## OBJECTIVE
Copy out every one of the items below word for word, leaving out the pictures.
○ ○ ○ ○ ○ ○ ○
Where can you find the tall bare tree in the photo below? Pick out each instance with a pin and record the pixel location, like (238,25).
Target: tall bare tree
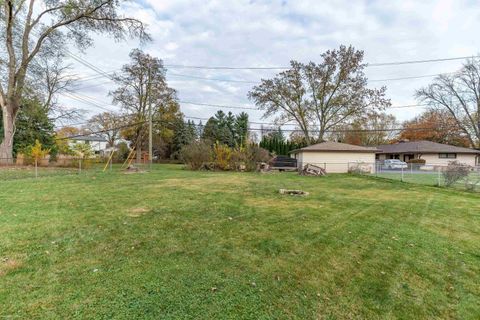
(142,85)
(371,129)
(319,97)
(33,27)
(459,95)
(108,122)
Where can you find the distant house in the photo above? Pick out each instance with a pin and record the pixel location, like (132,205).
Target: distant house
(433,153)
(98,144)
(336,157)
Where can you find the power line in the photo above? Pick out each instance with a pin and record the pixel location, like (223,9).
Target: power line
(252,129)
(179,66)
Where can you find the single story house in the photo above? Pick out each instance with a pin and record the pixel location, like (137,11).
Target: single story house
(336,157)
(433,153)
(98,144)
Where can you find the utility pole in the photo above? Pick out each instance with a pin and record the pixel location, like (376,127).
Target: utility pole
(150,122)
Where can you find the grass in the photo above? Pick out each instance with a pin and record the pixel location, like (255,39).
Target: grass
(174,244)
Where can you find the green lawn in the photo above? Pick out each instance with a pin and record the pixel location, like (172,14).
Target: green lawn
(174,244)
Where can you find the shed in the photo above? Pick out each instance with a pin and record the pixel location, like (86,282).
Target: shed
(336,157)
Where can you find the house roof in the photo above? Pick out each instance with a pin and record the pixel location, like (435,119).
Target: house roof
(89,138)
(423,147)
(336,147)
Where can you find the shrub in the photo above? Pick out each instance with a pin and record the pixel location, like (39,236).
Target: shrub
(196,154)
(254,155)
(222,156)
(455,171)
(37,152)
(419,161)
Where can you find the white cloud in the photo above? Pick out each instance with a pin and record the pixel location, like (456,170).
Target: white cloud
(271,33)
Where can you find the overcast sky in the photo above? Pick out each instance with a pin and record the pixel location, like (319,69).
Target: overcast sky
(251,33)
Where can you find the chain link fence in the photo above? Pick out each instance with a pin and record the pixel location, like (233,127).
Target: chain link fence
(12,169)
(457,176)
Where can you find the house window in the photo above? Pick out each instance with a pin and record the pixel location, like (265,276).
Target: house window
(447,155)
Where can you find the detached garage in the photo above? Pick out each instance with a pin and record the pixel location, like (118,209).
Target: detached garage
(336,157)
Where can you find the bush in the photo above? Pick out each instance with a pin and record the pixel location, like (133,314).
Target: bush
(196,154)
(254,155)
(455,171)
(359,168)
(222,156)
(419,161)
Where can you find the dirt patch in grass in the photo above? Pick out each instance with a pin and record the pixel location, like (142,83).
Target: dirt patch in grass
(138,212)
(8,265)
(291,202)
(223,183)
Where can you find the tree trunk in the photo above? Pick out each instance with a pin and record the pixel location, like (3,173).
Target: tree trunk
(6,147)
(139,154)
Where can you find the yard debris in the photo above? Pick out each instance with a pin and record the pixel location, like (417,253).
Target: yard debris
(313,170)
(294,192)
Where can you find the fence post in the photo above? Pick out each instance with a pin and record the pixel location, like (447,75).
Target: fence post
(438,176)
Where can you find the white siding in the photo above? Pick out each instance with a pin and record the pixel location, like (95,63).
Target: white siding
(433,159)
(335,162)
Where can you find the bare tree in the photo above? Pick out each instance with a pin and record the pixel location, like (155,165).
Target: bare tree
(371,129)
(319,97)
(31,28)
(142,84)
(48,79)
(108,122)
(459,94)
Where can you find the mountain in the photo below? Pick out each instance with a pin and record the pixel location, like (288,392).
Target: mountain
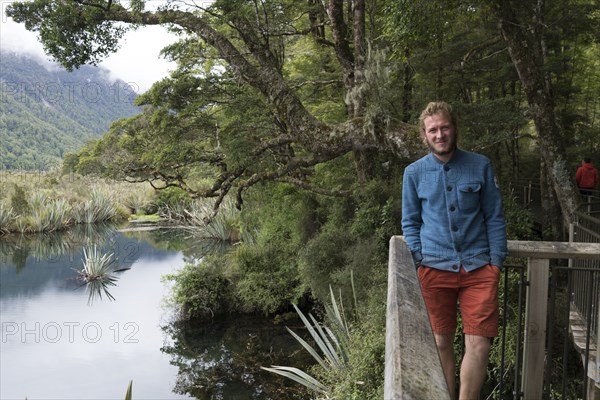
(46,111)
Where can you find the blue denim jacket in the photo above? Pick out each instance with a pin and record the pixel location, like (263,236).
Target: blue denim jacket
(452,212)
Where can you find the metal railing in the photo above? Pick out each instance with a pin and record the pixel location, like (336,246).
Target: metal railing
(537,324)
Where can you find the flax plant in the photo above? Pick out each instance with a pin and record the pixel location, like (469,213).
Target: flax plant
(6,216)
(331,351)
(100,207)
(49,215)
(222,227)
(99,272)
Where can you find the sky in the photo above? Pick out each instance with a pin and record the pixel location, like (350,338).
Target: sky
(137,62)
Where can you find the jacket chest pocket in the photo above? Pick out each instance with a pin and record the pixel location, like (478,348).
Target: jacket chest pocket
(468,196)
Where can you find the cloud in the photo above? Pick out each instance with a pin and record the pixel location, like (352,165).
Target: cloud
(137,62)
○ ○ ○ ○ ○ ○ ○
## WRITTEN SOLUTION
Where can you find the tall bare tree in the photo below? Pick out each instance with a pin and record the pixel location, like (238,25).
Target: tall bare tree
(142,85)
(371,129)
(319,97)
(33,27)
(459,95)
(108,122)
Where can you find the distant house in the photo above? Pick out each instance with a pin and record the pixel location, like (132,205).
Target: distant house
(433,153)
(98,144)
(336,157)
Where can you find the power line in the photo above? Pick out each instance with a pin and record the pixel location, like (223,9).
Target: power line
(252,129)
(179,66)
Where can you find the single story house in the photo above? Pick out each instance with a pin and record the pixel location, like (137,11).
Target: single story house
(336,157)
(433,153)
(98,144)
Where can you find the utility pole in the photo above? Pick out each instance with a pin and record the pixel location, like (376,127).
Target: utility pole
(150,122)
Where can you find the grass in the photo above? Pick out each instance with a pin and record the pixel location, like (255,39).
Target: grass
(174,244)
Where can you find the green lawn in the photo above? Pick out each instance with a pin and record the pixel location, like (172,14).
Target: green lawn
(174,244)
Where can you find the shed in the photo above? Pick out each instance with a pin and record the pixel location, like (86,282).
Target: shed
(336,157)
Where can you find the house roof in the photo above? Pick out each instance with a pin and record the pixel location, like (435,119).
Target: house roof
(89,138)
(423,147)
(336,147)
Where can you find the shrub in the photo above? Pick out each instance with a pin and record the pixel location, like (39,236).
Target: shrub
(196,154)
(254,155)
(222,156)
(455,171)
(37,152)
(419,161)
Where can you find the white cloud in the photo above? Pick out each instance with a pin and record the pixel location, like (456,170).
Target: white cloud
(271,33)
Where can you find the overcast sky in the photo above? Pick out each instance with a pin and record the pixel location, like (319,69).
Target: overcast sky
(251,33)
Where can you find the chain link fence in the photo above? Pick out each instance with a pin and record the pixel location, like (233,127).
Target: chain link fence
(12,169)
(457,176)
Where can you find the house window in the photo above? Pick out each instance with a pin and record the pixel location, like (265,276).
Target: house window
(447,155)
Where can you find the detached garage in the photo above? Pick out each instance with a pin and record the pixel location, like (118,209).
Target: detached garage
(336,157)
Where can you find the bush in the photo above? Pick out each instance with a pin and record the pixel location, like (133,314).
Target: bush
(196,154)
(254,155)
(455,171)
(359,168)
(222,156)
(419,161)
Where can you find the dirt patch in grass in the photo above? Pick out each instance with a pin and record the pixel location, like (142,83).
Target: dirt patch in grass
(138,212)
(8,265)
(291,202)
(223,183)
Where can you find the tree trunk in the photo above? Pick out each instance with a pin and record the pixel location, like (3,173).
Target: tree trunk
(6,147)
(139,154)
Where can you find the yard debris in the photo above? Pick out each instance with a pin and record the pixel location, like (417,253).
Target: yard debris
(313,170)
(294,192)
Where can you find the fence post in the photo above? Pick out each instance with a pin and record the pixel location, like (447,75).
Target: fence post
(438,176)
Where can you find the white siding in the photo above? Pick out each instance with a pin and record the pixel location, like (95,63).
Target: white siding
(433,159)
(335,162)
Where can you find the bare tree in the photo above? Pick out each instance with a pin and record the pixel location, like (155,165).
Target: bare tree
(371,129)
(319,97)
(31,28)
(142,84)
(48,79)
(108,122)
(459,94)
Where can you find the mountain in the photo below? Pick out each instance with a pin and record the pixel location, like (288,392).
Target: mountain
(46,111)
Where can you find the blue denim jacket in the photo above? Pick out each instance with a pin and record the pixel location, like (263,236).
Target: blue denim jacket
(452,212)
Where can you find the metal railing in the photo above? Pick out each instance with a pin and record the pixel location, like (336,246).
Target: metal railing
(537,324)
Where can you find the flax plant in the photo above? Pick out each instance with a pin and record the pixel location, like (469,213).
Target: flax plant
(6,216)
(331,351)
(100,207)
(49,215)
(222,227)
(99,272)
Where can you find the sky in the photo above? Pick out each instance with a pin and record the pixel location, like (350,338).
Target: sky
(137,62)
Where can you find the jacket chest pocket in the photo above? Pick out each instance with a pin and record the pixel location, like (478,348).
Target: jacket chest pocket
(468,196)
Where can you find the cloud in the photo above? Pick out each instance with a pin and record the pixel location, like (352,165).
Target: cloud
(137,62)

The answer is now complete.